**Activity:**
Nothing may be left out, so copy every entry exactly.

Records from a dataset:
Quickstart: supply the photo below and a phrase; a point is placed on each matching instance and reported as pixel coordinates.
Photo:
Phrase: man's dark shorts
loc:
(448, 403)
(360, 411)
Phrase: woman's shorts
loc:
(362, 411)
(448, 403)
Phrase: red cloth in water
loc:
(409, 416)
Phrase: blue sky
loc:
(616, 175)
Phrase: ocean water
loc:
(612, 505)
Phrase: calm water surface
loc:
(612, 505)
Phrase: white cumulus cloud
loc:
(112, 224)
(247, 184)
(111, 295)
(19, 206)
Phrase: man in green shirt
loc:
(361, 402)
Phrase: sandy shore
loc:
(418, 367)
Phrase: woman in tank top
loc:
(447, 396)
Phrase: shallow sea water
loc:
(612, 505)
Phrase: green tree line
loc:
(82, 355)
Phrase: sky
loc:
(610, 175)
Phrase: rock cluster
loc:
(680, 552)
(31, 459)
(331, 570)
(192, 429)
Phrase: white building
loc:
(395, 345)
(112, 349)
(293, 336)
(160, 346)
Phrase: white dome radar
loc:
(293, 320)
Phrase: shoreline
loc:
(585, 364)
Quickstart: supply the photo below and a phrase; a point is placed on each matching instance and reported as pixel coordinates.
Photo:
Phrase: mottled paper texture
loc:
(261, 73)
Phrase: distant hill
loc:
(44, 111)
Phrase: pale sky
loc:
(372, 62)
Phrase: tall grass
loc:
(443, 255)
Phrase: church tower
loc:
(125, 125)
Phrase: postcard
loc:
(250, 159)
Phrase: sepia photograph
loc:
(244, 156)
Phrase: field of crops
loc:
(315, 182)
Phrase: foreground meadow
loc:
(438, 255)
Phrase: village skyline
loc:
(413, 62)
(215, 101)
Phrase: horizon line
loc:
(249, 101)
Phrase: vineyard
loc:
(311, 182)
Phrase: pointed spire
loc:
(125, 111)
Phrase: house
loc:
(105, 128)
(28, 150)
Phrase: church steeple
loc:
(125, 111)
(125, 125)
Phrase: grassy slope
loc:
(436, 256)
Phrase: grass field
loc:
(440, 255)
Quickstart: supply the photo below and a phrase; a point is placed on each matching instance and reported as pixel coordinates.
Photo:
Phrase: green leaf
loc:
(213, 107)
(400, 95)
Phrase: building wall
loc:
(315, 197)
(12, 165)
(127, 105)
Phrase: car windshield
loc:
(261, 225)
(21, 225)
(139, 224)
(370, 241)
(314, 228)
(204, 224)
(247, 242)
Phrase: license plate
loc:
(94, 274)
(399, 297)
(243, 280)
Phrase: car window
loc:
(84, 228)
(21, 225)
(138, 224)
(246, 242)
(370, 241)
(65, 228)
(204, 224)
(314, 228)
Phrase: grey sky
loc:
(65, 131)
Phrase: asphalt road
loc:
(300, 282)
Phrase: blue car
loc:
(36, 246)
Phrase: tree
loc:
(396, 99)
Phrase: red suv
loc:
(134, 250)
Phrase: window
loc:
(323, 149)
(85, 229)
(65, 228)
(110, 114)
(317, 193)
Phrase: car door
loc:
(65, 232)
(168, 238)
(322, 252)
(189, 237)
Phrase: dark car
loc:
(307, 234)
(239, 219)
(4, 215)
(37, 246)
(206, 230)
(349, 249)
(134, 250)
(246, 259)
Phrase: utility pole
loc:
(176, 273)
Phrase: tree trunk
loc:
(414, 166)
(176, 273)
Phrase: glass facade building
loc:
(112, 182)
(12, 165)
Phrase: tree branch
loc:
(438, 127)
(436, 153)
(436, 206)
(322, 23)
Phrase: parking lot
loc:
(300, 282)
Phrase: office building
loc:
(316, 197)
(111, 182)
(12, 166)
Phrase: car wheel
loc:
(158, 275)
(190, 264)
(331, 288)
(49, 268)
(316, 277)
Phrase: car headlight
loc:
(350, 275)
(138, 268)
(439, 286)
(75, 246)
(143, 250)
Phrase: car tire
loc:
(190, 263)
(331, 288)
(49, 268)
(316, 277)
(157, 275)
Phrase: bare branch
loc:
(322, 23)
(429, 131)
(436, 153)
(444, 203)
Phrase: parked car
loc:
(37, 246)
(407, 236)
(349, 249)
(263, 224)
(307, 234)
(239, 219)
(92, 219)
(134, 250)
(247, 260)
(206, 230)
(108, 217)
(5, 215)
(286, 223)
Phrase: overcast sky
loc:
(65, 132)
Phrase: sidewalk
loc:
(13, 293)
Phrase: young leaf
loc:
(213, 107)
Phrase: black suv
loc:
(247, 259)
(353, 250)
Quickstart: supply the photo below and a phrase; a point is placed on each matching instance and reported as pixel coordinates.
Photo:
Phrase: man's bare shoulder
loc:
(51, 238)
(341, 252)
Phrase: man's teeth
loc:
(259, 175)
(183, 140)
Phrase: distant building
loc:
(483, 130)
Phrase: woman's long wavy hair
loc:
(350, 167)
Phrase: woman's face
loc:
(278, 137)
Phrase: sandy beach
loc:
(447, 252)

**Solution to this exercise:**
Quickstart: supply the photo below and a phrase; a point is placed on each matching instance and reported as pixel coordinates.
Photo:
Phrase: man's dark shorts
loc:
(448, 403)
(360, 411)
Phrase: woman's shorts
loc:
(362, 411)
(448, 403)
Phrase: red cloth in water
loc:
(409, 416)
Phrase: blue sky
loc:
(616, 175)
Phrase: ocean water
loc:
(612, 505)
Phrase: calm water surface
loc:
(612, 505)
Phrase: white cumulus cloud
loc:
(112, 224)
(247, 184)
(111, 295)
(19, 206)
Phrase: man in green shirt
loc:
(361, 402)
Phrase: sandy shore
loc:
(418, 367)
Phrase: woman in tank top
loc:
(447, 396)
Phrase: shallow sea water
loc:
(612, 505)
Phrase: green tree line
loc:
(82, 355)
Phrase: sky
loc:
(610, 175)
Phrase: rock cluster
loc:
(680, 552)
(31, 459)
(331, 570)
(192, 429)
Phrase: white building
loc:
(395, 345)
(112, 349)
(293, 336)
(160, 346)
Phrase: white dome radar
loc:
(293, 320)
Phrase: shoreline
loc:
(585, 364)
Quickstart: supply the photo below and a phrase; a point is placed on each matching instance and reported as pixel coordinates.
Photo:
Phrase: mottled paper texture
loc:
(261, 73)
Phrase: distant hill
loc:
(44, 111)
Phrase: pale sky
loc:
(372, 62)
Phrase: tall grass
loc:
(443, 255)
Phrase: church tower
loc:
(125, 125)
Phrase: postcard
loc:
(250, 159)
Phrase: sepia photograph
loc:
(244, 156)
Phrase: field of crops
loc:
(315, 182)
Phrase: foreground meadow
loc:
(438, 255)
Phrase: village skyline
loc:
(413, 62)
(215, 101)
Phrase: horizon line
loc:
(249, 101)
Phrase: vineyard
loc:
(311, 182)
Phrase: pointed spire
loc:
(125, 111)
Phrase: house
loc:
(105, 128)
(28, 150)
Phrase: church steeple
loc:
(125, 111)
(125, 125)
Phrase: grassy slope
loc:
(436, 256)
Phrase: grass field
loc:
(440, 255)
Quickstart: supply the photo below and a phrase; a point is placed on each matching instance and reported as pixel coordinates.
Photo:
Phrase: green leaf
loc:
(213, 107)
(400, 95)
Phrase: building wall
loc:
(315, 197)
(12, 165)
(127, 105)
Phrase: car windshield
loc:
(261, 225)
(21, 225)
(139, 224)
(370, 241)
(314, 228)
(204, 224)
(247, 242)
Phrase: license plate
loc:
(94, 274)
(399, 297)
(243, 280)
Phrase: car window
loc:
(84, 228)
(21, 225)
(138, 224)
(246, 242)
(370, 241)
(65, 228)
(204, 224)
(314, 228)
Phrase: grey sky
loc:
(65, 131)
Phrase: asphalt road
loc:
(300, 282)
Phrase: blue car
loc:
(36, 246)
Phrase: tree
loc:
(396, 99)
Phrase: red suv
loc:
(134, 250)
Phrase: window
loc:
(323, 149)
(85, 229)
(65, 228)
(110, 114)
(317, 193)
Phrase: car door
loc:
(65, 232)
(168, 238)
(322, 252)
(189, 237)
Phrase: dark car
loc:
(307, 234)
(239, 219)
(4, 215)
(37, 246)
(206, 230)
(349, 249)
(134, 250)
(246, 259)
Phrase: utility pole
loc:
(176, 273)
Phrase: tree trunk
loc:
(414, 166)
(176, 273)
Phrase: glass facade building
loc:
(112, 182)
(12, 165)
Phrase: tree branch
loc:
(438, 127)
(436, 153)
(436, 206)
(322, 23)
Phrase: parking lot
loc:
(300, 282)
Phrase: office building
loc:
(316, 197)
(111, 182)
(12, 166)
Phrase: car wheel
loc:
(158, 275)
(190, 264)
(331, 288)
(49, 268)
(316, 277)
Phrase: car headlight
loc:
(350, 275)
(138, 268)
(439, 286)
(75, 246)
(143, 250)
Phrase: car tire
loc:
(190, 263)
(331, 288)
(49, 268)
(316, 277)
(157, 275)
Phrase: bare branch
loc:
(322, 23)
(429, 131)
(436, 153)
(444, 203)
Phrase: parked car
loc:
(37, 246)
(407, 236)
(349, 249)
(263, 224)
(307, 234)
(239, 219)
(92, 219)
(134, 250)
(247, 260)
(206, 230)
(108, 217)
(5, 215)
(286, 223)
Phrase: overcast sky
loc:
(65, 132)
Phrase: sidewalk
loc:
(13, 293)
Phrase: young leaf
loc:
(213, 107)
Phrase: black suv
loc:
(247, 259)
(353, 250)
Quickstart: supply the photo below and a phrase; a point is placed on each matching instance and reported as pixel coordinates.
Photo:
Phrase: man's bare shoulder
loc:
(51, 238)
(341, 252)
Phrase: man's teeth
loc:
(259, 175)
(183, 140)
Phrase: distant building
loc:
(483, 130)
Phrase: woman's long wavy hair
loc:
(350, 167)
Phrase: woman's face
loc:
(278, 137)
Phrase: sandy beach
loc:
(447, 252)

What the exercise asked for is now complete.